» **Dataset records**:
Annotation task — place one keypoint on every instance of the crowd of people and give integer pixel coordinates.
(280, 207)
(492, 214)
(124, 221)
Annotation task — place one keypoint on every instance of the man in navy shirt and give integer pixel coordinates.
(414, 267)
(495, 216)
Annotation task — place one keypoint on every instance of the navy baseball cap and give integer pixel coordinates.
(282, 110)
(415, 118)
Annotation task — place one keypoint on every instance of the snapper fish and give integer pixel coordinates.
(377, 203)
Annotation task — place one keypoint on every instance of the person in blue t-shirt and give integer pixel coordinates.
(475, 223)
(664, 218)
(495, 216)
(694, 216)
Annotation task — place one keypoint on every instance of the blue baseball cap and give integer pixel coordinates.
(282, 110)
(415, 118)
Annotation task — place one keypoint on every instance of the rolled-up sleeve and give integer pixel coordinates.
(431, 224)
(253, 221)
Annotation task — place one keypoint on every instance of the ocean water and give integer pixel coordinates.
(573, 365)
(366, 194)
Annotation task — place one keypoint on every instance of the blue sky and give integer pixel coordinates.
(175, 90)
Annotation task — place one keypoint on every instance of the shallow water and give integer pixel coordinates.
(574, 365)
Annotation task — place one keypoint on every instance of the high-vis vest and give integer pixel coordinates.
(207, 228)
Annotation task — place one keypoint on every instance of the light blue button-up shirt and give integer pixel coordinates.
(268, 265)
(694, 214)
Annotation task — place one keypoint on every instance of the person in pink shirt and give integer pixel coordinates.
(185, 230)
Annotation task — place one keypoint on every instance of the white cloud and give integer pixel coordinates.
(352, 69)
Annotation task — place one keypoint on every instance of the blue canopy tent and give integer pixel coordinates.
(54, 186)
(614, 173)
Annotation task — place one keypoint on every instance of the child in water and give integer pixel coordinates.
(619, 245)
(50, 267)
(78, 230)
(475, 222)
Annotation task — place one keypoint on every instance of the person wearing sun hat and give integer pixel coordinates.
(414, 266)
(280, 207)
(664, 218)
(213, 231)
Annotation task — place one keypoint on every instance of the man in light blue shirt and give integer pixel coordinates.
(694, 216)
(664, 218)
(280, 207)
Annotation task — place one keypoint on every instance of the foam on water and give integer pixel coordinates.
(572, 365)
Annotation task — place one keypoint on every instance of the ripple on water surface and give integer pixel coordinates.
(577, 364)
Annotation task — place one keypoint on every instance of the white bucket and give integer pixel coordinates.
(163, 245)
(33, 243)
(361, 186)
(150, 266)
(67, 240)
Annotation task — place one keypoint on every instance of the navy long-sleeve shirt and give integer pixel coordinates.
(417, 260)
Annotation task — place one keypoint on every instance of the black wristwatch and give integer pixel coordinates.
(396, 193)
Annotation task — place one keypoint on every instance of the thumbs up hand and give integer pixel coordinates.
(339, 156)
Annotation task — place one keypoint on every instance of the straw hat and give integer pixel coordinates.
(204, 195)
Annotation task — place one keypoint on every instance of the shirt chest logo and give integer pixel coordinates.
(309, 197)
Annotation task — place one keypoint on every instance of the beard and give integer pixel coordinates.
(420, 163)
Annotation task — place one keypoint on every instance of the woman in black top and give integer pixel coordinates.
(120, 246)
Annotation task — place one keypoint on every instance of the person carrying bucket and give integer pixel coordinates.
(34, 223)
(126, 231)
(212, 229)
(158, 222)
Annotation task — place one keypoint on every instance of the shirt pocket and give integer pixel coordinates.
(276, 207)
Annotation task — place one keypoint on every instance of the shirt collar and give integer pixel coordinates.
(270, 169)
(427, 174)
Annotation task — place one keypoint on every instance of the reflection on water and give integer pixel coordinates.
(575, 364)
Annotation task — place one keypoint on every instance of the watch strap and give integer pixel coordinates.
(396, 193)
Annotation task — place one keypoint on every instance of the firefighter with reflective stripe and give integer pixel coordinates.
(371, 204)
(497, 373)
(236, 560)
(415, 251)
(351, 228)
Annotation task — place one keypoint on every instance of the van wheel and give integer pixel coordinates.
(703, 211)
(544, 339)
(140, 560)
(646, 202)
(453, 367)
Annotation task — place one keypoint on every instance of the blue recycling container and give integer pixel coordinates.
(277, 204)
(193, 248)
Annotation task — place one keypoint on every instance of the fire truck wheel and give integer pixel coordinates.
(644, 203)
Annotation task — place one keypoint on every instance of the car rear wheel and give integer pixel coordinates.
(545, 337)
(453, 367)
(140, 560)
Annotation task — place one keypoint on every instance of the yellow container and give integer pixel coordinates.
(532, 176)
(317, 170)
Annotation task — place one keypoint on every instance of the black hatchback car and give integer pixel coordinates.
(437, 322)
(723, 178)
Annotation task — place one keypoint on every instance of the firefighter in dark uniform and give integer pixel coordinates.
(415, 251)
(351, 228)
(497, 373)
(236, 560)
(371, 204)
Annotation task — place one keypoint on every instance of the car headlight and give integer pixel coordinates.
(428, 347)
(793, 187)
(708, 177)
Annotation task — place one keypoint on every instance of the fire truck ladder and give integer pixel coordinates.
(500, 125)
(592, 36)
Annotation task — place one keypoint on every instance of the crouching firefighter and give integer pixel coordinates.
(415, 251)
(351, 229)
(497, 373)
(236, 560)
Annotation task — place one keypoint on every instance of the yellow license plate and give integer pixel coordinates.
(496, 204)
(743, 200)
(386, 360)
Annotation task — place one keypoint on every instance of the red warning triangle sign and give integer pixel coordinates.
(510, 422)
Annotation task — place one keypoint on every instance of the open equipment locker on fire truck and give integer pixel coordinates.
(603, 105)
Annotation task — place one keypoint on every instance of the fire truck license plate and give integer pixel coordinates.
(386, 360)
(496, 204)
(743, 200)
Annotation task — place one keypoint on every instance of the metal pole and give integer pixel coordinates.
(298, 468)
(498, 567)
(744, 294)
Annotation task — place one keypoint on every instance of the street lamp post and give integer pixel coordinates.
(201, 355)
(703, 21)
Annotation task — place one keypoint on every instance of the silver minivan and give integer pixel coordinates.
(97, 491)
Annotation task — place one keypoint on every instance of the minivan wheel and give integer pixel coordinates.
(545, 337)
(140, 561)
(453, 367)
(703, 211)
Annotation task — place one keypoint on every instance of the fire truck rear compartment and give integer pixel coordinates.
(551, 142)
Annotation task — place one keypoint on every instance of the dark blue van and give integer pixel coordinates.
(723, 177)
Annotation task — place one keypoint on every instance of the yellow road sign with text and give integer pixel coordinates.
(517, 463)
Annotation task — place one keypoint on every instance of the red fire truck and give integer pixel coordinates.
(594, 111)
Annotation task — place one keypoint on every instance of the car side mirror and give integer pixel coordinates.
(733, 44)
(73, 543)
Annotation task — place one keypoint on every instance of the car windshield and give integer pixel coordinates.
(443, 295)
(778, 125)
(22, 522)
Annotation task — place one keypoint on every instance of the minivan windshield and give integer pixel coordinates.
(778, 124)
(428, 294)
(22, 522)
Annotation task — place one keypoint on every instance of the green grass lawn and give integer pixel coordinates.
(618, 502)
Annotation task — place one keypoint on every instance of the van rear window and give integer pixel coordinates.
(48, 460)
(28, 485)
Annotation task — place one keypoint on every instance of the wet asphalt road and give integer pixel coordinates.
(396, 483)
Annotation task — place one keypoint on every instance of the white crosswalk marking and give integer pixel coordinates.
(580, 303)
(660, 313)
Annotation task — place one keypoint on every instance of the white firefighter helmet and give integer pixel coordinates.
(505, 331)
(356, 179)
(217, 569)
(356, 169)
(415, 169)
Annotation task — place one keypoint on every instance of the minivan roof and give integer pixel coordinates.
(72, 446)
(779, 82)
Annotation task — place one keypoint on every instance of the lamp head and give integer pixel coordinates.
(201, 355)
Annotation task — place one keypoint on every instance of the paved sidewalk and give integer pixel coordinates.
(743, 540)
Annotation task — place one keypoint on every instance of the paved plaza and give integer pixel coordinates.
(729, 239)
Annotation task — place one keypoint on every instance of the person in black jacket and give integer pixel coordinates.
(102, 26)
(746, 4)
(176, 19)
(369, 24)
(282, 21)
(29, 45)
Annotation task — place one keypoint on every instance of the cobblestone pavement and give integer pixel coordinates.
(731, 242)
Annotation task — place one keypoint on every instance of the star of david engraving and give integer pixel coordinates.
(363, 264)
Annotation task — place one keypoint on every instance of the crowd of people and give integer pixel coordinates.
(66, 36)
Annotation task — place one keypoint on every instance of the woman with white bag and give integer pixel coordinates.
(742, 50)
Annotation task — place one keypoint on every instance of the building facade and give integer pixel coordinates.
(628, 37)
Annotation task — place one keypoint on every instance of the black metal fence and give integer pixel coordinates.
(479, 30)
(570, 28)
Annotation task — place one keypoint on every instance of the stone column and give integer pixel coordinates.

» **Instructions for the task**: Give back the lines above exactly, from the one with "head and give integer pixel coordinates." through the last line.

» **Answer to the exercise**:
Annotation task — place one keypoint on every instance of the lamp head and give integer pixel coordinates.
(201, 355)
Annotation task — place one keypoint on every instance of the paved sidewalk and give integer pixel coordinates.
(743, 540)
Annotation task — place one keypoint on every instance of the paved plaza and give integer pixel coordinates.
(729, 239)
Annotation task — place one keypoint on every instance of the person in black jacket and give integer pixel coordinates.
(102, 26)
(746, 4)
(176, 19)
(369, 24)
(282, 21)
(29, 45)
Annotation task — place one keypoint on every instance of the cobblestone pavement and give integer pixel coordinates.
(731, 242)
Annotation task — place one keypoint on every instance of the star of david engraving and give integer pixel coordinates.
(363, 264)
Annotation task — place one keypoint on every instance of the crowd of people and give integer pixel coordinates.
(66, 36)
Annotation task — place one keypoint on every instance of the woman with white bag and give integer pixel coordinates.
(742, 50)
Annotation task — place one keypoint on every instance of the building facade and give integer pixel coordinates.
(628, 37)
Annotation task — place one keypoint on every instance of the black metal fence and give integer pixel coordinates.
(479, 30)
(570, 28)
Annotation task — place one keypoint on every instance of the stone column and give integer pixel coordinates.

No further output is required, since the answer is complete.